━━━━━ Available data

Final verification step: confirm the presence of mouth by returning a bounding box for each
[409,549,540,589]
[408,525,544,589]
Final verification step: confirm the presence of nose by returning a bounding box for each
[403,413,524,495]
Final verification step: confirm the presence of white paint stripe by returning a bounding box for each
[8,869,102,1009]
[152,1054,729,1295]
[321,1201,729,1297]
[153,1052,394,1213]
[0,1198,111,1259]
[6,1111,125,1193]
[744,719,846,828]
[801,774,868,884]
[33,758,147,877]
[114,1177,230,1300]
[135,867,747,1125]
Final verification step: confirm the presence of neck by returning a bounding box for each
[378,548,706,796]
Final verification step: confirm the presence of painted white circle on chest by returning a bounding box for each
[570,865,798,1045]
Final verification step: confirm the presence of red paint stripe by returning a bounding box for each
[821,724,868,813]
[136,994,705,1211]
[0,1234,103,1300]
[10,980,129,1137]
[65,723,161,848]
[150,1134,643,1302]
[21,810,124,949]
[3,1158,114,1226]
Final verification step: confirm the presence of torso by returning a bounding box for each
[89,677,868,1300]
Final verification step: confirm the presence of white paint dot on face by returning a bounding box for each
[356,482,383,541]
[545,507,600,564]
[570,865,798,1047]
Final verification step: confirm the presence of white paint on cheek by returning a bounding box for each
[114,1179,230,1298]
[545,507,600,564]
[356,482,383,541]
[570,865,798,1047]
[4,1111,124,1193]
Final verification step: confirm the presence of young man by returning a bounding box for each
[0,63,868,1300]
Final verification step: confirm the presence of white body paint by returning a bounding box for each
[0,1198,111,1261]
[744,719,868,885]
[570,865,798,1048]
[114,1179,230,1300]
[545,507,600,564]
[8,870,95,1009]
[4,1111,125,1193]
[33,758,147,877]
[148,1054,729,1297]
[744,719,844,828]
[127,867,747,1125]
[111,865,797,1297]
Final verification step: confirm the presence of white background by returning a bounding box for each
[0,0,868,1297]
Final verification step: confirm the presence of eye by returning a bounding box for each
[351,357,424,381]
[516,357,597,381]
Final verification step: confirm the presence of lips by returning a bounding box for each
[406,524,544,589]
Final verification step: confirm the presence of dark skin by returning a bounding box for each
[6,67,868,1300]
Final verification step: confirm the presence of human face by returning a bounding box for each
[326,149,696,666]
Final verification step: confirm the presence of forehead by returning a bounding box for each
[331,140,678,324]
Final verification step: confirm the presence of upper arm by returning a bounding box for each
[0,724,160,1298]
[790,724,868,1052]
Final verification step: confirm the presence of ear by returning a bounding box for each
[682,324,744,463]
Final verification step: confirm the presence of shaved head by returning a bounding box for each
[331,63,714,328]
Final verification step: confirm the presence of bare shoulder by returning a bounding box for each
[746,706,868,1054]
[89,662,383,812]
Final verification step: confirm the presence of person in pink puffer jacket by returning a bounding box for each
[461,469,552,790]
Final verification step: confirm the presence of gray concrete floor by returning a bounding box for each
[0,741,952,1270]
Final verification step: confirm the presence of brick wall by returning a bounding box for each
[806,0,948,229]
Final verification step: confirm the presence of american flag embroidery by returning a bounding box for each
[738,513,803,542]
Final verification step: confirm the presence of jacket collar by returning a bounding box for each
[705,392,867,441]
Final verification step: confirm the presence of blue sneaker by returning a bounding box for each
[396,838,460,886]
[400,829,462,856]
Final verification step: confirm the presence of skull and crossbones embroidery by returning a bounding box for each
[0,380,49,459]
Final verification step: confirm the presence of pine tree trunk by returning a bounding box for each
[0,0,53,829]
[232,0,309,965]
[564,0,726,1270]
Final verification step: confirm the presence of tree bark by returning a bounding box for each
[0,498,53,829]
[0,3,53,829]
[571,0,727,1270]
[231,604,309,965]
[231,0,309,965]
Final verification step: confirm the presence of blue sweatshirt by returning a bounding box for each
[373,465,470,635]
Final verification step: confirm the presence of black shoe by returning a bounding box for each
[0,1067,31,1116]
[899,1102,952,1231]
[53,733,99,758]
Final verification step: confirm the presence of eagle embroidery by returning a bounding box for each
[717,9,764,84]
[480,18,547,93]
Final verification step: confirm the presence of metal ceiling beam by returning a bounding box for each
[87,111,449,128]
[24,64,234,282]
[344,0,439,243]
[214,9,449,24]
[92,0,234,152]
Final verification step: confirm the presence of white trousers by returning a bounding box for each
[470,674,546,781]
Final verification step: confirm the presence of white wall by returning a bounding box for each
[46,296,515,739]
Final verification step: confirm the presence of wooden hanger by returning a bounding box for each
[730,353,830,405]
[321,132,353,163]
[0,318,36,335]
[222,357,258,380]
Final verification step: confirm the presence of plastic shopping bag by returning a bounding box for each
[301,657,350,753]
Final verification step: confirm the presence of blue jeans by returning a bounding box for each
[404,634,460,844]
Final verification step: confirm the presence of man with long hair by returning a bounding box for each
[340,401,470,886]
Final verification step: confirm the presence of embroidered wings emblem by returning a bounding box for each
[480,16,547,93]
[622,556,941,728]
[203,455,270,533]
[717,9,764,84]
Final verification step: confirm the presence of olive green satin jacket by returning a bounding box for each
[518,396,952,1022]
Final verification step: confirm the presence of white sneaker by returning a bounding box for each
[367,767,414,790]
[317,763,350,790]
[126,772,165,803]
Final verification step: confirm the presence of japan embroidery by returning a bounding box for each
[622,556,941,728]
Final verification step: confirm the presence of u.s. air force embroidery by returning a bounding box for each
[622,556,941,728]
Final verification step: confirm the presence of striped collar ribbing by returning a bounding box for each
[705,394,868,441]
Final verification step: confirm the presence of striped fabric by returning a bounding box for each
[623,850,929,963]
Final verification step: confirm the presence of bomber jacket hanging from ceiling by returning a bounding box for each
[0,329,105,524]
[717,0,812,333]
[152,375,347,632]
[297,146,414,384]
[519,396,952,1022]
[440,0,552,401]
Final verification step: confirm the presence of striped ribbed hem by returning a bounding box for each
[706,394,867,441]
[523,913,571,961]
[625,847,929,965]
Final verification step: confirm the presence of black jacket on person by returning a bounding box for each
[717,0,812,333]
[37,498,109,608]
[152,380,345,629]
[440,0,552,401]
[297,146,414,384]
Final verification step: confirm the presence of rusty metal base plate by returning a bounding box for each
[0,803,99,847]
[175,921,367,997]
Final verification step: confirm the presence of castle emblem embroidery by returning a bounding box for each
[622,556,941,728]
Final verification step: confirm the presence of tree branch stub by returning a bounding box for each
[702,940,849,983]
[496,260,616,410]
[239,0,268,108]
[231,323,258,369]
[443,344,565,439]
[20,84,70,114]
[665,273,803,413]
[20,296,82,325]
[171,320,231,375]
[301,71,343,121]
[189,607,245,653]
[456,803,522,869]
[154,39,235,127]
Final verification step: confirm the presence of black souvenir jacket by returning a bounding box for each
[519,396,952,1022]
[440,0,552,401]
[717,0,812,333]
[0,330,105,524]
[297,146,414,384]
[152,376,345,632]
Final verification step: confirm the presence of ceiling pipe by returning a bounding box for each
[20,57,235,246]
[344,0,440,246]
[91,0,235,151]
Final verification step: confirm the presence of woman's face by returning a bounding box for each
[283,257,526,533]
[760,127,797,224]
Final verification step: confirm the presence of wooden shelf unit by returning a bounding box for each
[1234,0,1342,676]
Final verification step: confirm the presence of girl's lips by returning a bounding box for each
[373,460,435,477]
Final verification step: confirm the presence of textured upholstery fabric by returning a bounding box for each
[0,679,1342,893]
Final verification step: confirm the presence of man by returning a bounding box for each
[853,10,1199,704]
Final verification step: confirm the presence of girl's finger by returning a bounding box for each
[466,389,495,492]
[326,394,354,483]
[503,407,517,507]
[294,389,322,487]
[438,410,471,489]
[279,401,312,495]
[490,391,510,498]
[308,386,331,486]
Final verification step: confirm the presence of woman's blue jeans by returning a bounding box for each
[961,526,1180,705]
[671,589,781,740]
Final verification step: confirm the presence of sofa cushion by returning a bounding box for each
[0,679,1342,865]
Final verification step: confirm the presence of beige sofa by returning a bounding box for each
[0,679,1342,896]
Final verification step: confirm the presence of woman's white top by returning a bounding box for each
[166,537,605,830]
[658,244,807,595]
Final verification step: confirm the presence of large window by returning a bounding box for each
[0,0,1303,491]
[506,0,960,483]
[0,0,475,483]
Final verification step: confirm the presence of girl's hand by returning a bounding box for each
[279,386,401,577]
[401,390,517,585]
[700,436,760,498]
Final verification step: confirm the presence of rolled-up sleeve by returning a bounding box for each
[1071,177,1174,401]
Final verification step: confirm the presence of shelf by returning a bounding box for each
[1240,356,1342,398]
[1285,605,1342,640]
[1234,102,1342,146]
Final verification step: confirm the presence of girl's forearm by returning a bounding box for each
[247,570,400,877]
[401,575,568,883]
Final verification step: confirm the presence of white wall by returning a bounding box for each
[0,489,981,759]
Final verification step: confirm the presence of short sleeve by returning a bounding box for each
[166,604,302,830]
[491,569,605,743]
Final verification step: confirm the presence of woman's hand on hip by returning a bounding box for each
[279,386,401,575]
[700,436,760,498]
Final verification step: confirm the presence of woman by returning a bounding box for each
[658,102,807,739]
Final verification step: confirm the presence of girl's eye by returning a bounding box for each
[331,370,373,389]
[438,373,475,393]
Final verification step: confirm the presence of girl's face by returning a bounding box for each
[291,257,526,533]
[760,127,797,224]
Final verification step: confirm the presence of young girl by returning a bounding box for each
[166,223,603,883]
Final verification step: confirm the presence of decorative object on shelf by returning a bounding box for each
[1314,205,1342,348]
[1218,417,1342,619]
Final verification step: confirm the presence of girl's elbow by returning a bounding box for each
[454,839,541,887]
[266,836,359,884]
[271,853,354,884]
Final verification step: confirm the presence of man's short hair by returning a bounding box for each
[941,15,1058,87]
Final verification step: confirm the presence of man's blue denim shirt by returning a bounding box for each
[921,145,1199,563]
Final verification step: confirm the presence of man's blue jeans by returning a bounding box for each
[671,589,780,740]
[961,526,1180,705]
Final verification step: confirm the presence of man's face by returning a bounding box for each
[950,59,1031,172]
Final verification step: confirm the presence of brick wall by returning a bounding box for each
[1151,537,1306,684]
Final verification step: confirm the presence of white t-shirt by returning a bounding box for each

━━━━━━━━━━

§ **Short exercise**: Write out the part of the data that opens with the line containing "Final verification step: confirm the presence of blue sneaker" and closes with the line containing "[404,634,460,844]", copying every line in that span without changes.

§ **Full answer**:
Final verification step: confirm the presence of blue sneaker by returning a bounding box for each
[396,838,460,886]
[400,829,462,856]
Final verification step: confirm the presence of skull and crossbones embroidery by returning a bounding box for each
[0,380,49,459]
Final verification step: confirm the presence of pine tree trunk by returning a bounding box for each
[0,0,53,829]
[232,0,309,965]
[564,0,726,1270]
Final verification step: confirm the presence of tree bark by returning a bounding box for each
[0,498,53,829]
[0,3,53,829]
[571,0,727,1270]
[231,604,309,965]
[231,0,309,965]
Final verification step: confirm the presence of blue sweatshirt by returning a bounding box for each
[373,465,470,635]
Final verification step: confirm the presence of black shoe by returning a bounding box for each
[0,1067,31,1116]
[899,1102,952,1231]
[53,733,99,758]
Final verification step: confirm the presence of eagle embroidery by returning a bounding box for each
[717,9,764,84]
[480,18,547,93]
Final verification step: confirm the presence of metal ceiling beam by returning a bounding box for each
[87,111,449,128]
[24,64,234,282]
[344,0,439,243]
[214,9,449,24]
[92,0,234,152]
Final verification step: confirm the presence of white trousers by returning a bounding box for each
[470,674,546,781]
Final verification step: confirm the presence of white wall by returning a bounding box for each
[46,296,515,739]
Final verification step: confirm the presence of wooden hanger by returning a bounding box for each
[730,353,830,405]
[321,132,353,163]
[0,318,36,335]
[222,357,258,380]
Final verification step: confirm the presence of plastic shopping bag by returning a bounding box for each
[301,657,350,753]
Final verification step: confirm the presence of blue jeans by returning a bounding box for each
[404,634,460,844]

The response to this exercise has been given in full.